**PROMPT**
Return the entries below verbatim, everything from the first line of the entries down to and including the line containing "<point>919,187</point>".
-------- TASK INPUT
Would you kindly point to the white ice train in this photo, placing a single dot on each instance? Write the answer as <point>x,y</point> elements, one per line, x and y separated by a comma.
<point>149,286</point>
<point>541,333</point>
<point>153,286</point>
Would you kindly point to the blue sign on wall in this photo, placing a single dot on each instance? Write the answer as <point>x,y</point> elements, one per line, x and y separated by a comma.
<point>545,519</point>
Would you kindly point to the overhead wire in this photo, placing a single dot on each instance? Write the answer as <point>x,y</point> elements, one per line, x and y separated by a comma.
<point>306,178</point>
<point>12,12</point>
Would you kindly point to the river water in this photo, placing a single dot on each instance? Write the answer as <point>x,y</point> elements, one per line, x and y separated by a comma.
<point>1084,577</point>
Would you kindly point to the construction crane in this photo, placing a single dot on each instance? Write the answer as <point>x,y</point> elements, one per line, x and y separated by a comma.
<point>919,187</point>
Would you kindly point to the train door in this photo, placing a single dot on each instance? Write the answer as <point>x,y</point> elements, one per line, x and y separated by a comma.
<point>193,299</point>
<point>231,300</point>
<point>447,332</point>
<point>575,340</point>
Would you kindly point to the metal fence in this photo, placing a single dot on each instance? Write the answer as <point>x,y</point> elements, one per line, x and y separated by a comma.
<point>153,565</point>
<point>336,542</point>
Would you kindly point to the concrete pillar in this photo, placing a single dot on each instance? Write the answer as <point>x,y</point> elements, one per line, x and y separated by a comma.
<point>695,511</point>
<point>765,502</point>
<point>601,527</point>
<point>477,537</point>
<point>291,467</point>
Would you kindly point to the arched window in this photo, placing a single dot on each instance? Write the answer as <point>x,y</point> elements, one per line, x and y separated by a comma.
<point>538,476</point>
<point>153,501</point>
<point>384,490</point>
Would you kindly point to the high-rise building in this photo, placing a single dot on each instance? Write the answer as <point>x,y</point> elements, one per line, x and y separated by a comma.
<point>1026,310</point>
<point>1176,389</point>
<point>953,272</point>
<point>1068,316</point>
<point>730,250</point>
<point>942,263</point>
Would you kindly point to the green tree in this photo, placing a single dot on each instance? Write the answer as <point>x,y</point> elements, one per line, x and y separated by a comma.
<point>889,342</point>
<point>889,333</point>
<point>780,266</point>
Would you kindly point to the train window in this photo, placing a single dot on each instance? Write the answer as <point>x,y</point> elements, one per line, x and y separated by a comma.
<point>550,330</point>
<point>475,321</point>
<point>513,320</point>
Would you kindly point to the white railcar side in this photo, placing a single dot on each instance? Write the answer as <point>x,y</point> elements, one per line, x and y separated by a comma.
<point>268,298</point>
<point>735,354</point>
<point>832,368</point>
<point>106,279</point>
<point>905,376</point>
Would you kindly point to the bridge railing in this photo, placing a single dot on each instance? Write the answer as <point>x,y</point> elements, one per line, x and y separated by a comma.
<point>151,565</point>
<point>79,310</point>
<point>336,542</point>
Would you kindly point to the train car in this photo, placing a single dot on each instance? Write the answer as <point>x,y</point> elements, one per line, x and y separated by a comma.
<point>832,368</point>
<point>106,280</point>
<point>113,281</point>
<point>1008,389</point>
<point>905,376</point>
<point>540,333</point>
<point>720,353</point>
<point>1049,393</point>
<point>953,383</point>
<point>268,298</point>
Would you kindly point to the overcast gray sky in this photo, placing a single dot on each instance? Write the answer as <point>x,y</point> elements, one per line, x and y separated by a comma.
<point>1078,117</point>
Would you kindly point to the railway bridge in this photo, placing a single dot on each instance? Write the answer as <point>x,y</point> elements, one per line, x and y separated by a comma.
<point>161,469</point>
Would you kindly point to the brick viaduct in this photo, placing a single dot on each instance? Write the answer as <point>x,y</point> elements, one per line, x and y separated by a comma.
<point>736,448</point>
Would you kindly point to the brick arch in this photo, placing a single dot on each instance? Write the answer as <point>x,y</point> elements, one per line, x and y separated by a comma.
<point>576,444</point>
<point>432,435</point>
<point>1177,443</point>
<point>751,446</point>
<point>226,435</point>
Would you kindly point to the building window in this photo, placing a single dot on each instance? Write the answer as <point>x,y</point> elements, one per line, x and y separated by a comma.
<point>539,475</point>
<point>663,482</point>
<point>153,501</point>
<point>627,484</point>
----------------
**RESULT OF THE EXERCISE**
Would you kindly point to the white ice train in this photo, placing a single dot on each instance? Write the answer as <point>x,y</point> elements, one per line, x and y separated by a comma.
<point>149,286</point>
<point>541,333</point>
<point>153,286</point>
Would you kindly point to the blue sign on wall in this photo, placing a single dot on each instance? Write the answer as <point>x,y</point> elements, one per line, x and y separated by a comma.
<point>545,519</point>
Would you kindly point to the overhead wire in this photo, placing a single dot on each instance? Write the answer as <point>x,y</point> elements, one per line, x and y separated by a comma.
<point>306,178</point>
<point>12,12</point>
Would you kindly point to the river water in this photo, placing a single dot on each instance? Write the answer as <point>x,y</point> elements, one per line, x and y separated by a comma.
<point>1084,577</point>
Would you kindly point to the construction crane in this photo, placing a single dot on each instance? Write the answer as <point>x,y</point> elements, one per line, x and y separated by a comma.
<point>919,187</point>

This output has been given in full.